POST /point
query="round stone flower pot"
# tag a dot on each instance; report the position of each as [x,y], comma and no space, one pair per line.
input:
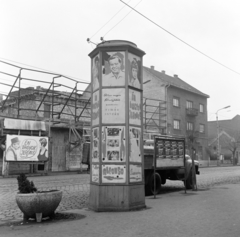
[44,203]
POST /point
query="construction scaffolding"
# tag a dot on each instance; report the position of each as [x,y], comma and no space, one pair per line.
[58,100]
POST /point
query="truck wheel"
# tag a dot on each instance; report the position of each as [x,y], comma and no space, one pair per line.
[158,183]
[188,183]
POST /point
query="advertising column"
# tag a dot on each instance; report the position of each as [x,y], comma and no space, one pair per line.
[117,181]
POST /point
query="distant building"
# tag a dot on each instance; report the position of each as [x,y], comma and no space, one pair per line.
[182,109]
[229,139]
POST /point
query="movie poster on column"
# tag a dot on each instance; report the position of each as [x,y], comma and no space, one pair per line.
[26,148]
[95,144]
[113,144]
[113,105]
[95,173]
[134,144]
[134,73]
[135,173]
[95,72]
[95,108]
[113,69]
[134,107]
[113,173]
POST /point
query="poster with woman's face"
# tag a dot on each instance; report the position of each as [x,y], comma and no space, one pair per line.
[95,144]
[134,144]
[135,109]
[134,73]
[95,108]
[113,69]
[113,144]
[113,105]
[95,72]
[26,148]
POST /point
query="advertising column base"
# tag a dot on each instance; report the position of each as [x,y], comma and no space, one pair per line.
[116,198]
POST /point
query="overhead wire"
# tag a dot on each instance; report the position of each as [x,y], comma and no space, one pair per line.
[123,18]
[85,81]
[180,39]
[109,20]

:: Instruction ::
Return every line of the records exactly as given, pictures excluded.

:: Completed task ::
POST /point
query="round stone flower pot"
# tag a dot on each instance; report the position of each as [x,y], comma and no space, one pair per line.
input:
[44,203]
POST /point
query="construction scaffolding"
# tag a dot on each instance; report the position of each as [x,y], comma and no space, one pair per line.
[58,100]
POST /point
query="truck wheel"
# tag a dot on each instance; report the position of each as [x,y], comma and no space, one pair per line.
[158,183]
[188,183]
POST /point
query="advertising column"
# tag a dot on each instance; report the position of each as [x,y], comma and no space, one pair per line.
[117,181]
POST /point
query="distant building"
# tag a dot on each instance; report the position of each as [x,y], comma and no space, one pair per line.
[182,109]
[229,139]
POST /point
query="movie poster on column"
# tag a dot on each instance; report the position of each as [x,y], comma and no space, one pair per line.
[26,148]
[95,144]
[113,144]
[113,105]
[95,173]
[134,144]
[134,73]
[135,173]
[95,72]
[95,108]
[113,69]
[134,107]
[113,173]
POST /point
query="poster with woman's face"
# tag a dot on each instance; report the position of each as [x,y], comma and no space, one pair per line.
[95,144]
[134,144]
[135,109]
[134,73]
[95,108]
[113,69]
[113,144]
[113,105]
[95,72]
[26,148]
POST /point
query="advertising column base"
# tag a dot on each instance; report the position of each as [x,y], comma and no space, one pair per line.
[116,198]
POST /point
query="overhead wire"
# tag a dot on each instance; report the position of each as [x,y], comma and no space, one pair per line.
[123,18]
[85,81]
[180,39]
[109,20]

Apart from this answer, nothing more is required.